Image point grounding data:
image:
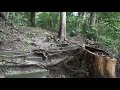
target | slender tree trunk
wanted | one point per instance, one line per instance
(2, 19)
(32, 19)
(51, 22)
(62, 31)
(92, 19)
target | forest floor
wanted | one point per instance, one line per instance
(19, 41)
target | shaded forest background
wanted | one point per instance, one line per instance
(101, 27)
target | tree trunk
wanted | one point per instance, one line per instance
(32, 19)
(2, 19)
(92, 19)
(51, 22)
(62, 31)
(99, 64)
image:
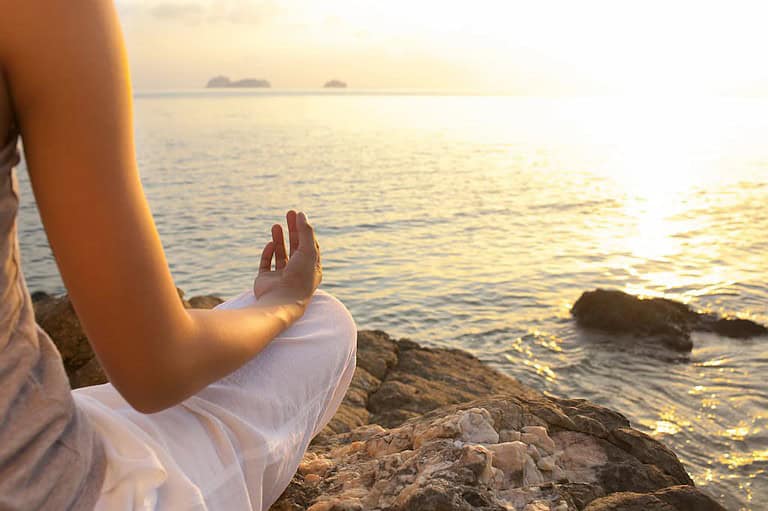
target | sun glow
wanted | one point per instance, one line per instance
(548, 47)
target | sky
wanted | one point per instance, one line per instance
(538, 47)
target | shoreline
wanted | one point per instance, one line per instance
(425, 428)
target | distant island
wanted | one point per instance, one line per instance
(224, 81)
(335, 84)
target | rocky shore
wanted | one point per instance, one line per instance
(436, 429)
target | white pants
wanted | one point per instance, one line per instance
(236, 444)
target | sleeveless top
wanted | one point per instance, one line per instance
(50, 457)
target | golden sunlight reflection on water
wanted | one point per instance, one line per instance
(475, 222)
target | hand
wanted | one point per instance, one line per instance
(294, 279)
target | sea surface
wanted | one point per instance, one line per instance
(477, 221)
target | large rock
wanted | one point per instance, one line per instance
(660, 319)
(436, 429)
(433, 445)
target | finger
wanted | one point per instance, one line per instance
(293, 232)
(266, 257)
(281, 258)
(306, 233)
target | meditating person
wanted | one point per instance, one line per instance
(205, 409)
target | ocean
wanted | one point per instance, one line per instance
(476, 222)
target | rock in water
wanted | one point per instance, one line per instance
(655, 318)
(513, 448)
(57, 317)
(423, 429)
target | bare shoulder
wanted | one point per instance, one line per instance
(6, 110)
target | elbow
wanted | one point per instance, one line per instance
(148, 394)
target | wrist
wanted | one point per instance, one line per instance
(292, 307)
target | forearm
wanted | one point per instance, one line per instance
(212, 344)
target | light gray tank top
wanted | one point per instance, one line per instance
(50, 457)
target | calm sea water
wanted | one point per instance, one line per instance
(476, 222)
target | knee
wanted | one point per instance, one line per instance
(337, 321)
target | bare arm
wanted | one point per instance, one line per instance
(66, 65)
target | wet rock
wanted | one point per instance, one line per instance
(735, 327)
(666, 321)
(437, 429)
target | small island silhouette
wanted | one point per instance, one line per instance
(224, 81)
(335, 84)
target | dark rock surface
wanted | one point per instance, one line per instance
(436, 429)
(225, 82)
(57, 317)
(660, 319)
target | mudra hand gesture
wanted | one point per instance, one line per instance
(296, 276)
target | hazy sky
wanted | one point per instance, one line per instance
(533, 47)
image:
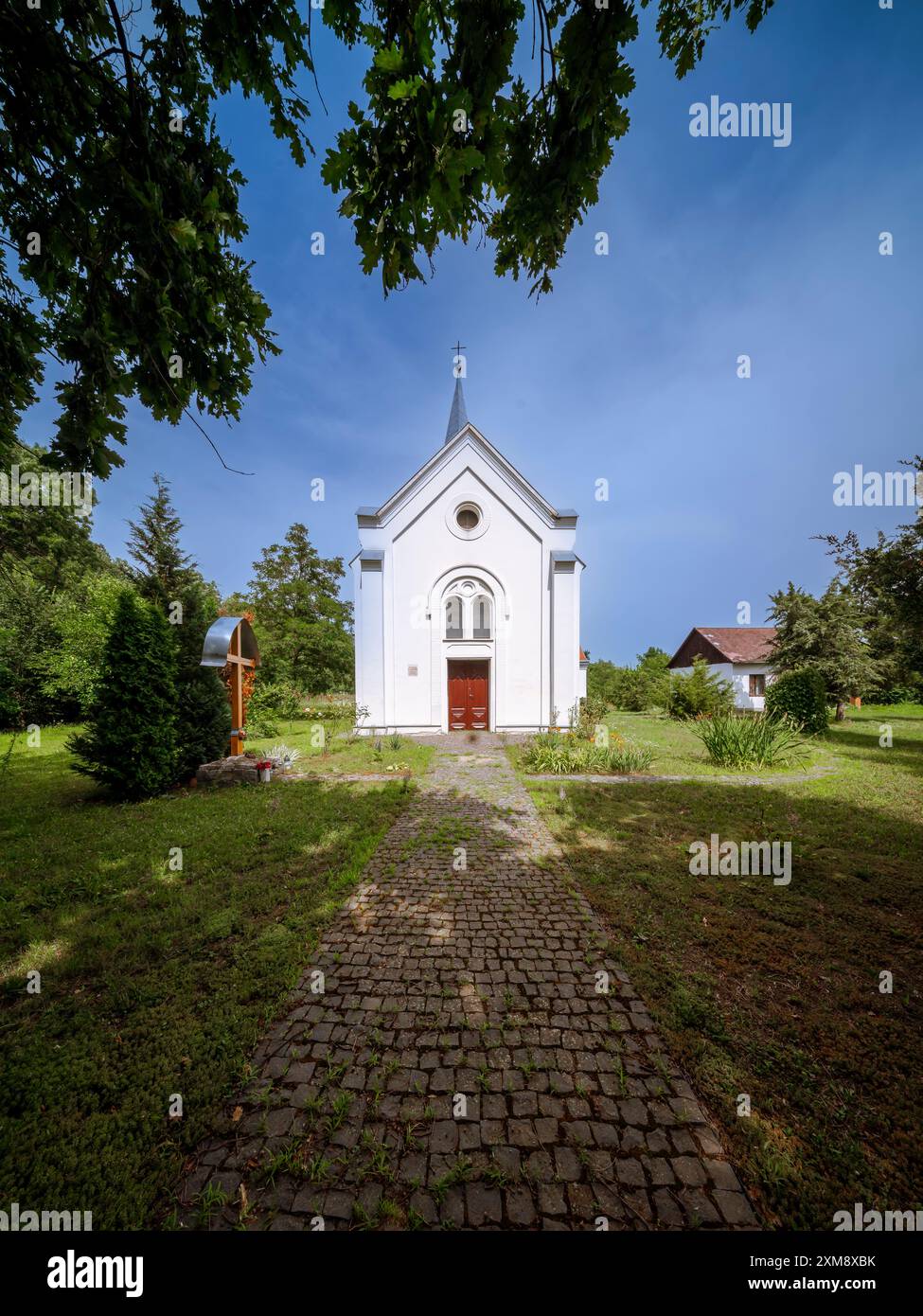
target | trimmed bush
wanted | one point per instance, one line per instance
(130, 742)
(270, 702)
(750, 739)
(799, 695)
(701, 692)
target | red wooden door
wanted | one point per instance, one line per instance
(468, 695)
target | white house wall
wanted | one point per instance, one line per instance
(738, 674)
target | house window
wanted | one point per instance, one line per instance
(482, 617)
(453, 614)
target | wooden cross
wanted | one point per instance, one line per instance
(238, 711)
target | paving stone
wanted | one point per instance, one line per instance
(735, 1207)
(519, 1208)
(484, 1204)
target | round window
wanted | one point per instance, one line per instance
(468, 517)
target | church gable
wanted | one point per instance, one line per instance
(467, 596)
(486, 462)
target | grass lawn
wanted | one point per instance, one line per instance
(397, 753)
(774, 989)
(153, 981)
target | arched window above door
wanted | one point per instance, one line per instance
(453, 617)
(482, 617)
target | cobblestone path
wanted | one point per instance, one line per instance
(462, 1067)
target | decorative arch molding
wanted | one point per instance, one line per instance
(445, 649)
(481, 580)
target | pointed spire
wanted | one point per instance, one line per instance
(458, 414)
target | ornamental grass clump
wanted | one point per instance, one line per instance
(551, 753)
(756, 739)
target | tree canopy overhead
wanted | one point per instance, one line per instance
(120, 205)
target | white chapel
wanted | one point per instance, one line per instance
(468, 597)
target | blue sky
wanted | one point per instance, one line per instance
(627, 371)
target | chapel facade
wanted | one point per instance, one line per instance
(468, 597)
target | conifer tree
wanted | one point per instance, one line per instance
(130, 742)
(172, 583)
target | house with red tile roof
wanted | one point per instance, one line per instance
(738, 654)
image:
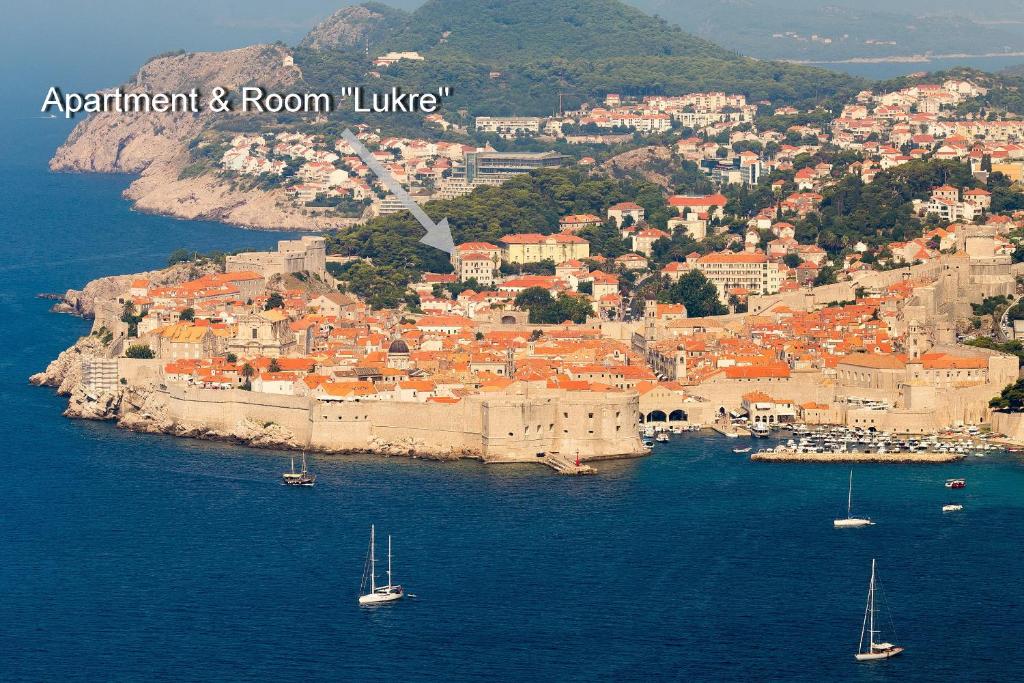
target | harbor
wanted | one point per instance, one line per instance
(786, 456)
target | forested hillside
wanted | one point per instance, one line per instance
(541, 49)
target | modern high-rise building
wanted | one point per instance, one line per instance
(494, 168)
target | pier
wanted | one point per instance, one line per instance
(725, 430)
(565, 465)
(849, 457)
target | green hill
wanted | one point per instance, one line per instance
(512, 31)
(582, 48)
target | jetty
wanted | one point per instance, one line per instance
(725, 430)
(851, 457)
(565, 465)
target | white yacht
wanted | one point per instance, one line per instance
(378, 594)
(872, 650)
(851, 521)
(300, 478)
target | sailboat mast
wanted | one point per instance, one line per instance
(373, 562)
(870, 603)
(389, 583)
(849, 497)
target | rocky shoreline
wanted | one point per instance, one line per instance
(155, 146)
(141, 410)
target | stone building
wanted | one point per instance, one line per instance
(307, 254)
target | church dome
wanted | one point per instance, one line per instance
(398, 346)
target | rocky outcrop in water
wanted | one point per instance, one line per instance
(156, 145)
(83, 302)
(113, 142)
(65, 373)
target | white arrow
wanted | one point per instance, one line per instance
(438, 235)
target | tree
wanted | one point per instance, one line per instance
(139, 351)
(696, 293)
(1011, 398)
(274, 301)
(247, 373)
(544, 309)
(826, 275)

Task to carry out:
Every line of the records above where the string "bare" is found should be copied.

Output:
target | bare shoulder
target | bare arm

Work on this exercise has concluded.